Extracted text:
☆ ☆ ☆
So today I’ll be starting a new series. I’ll be blogging through Flannery O’Connor’s short stories in chronological order, analyzing them, and trying to figure out what each one is saying. Her first published story is called “The Geranium.” It tells what appears at first glance to be a rather trite story.
I highly suggest that before you read the rest of this post, you jump over to this site, and read the story. It’s available for free, and the ensuing observations will (hopefully) make more sense if you do read it.
So, let’s go ahead and start to dissect the story.
The main character, Old Dudley, is an interesting figure. From the first page we get the sense that he’s quite arrogant, full of his own opinions, certain that his views are the right ones. Even to things as trite as deciding that his neighbors shouldn’t have a geranium. “Those people across the alley had no business with [the geranium]…they had no business with it, no business with it,” he says near the beginning. It’s odd, isn’t it, how sure he is of his own opinions?
It goes on and on, too. “The geranium is late today,” he pronounces to himself, frustrated that his neighbors don’t abide by his schedule. He’s frustrated by the demands of his daughter, frustrated by the business of New York. He’s frustrated that he can’t understand it. He’s angry that he can’t control it.
☆ ☆ ☆
Given material:
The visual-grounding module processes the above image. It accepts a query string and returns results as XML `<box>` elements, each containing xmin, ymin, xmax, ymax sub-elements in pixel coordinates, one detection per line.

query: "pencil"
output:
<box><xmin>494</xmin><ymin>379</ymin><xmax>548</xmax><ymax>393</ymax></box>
☆ ☆ ☆
Required action 1:
Answer these questions from the blog post on "The Geranium":
(a) In what order does the writer plan to blog through Flannery O'Connor's short stories?
(b) Which character is described as the story's main character?
(c) What does Old Dudley pronounce to himself is "late today"?
Required action 2: Write out the passage of the blog post on "The Geranium" between "So, let’s go" and "his own opinions?", inclusive.

Task answer 1:
(a) Chronological order
(b) Old Dudley
(c) The geranium

Task answer 2:
So, let’s go ahead and start to dissect the story.
The main character, Old Dudley, is an interesting figure. From the first page we get the sense that he’s quite arrogant, full of his own opinions, certain that his views are the right ones. Even to things as trite as deciding that his neighbors shouldn’t have a geranium. “Those people across the alley had no business with [the geranium]…they had no business with it, no business with it,” he says near the beginning. It’s odd, isn’t it, how sure he is of his own opinions?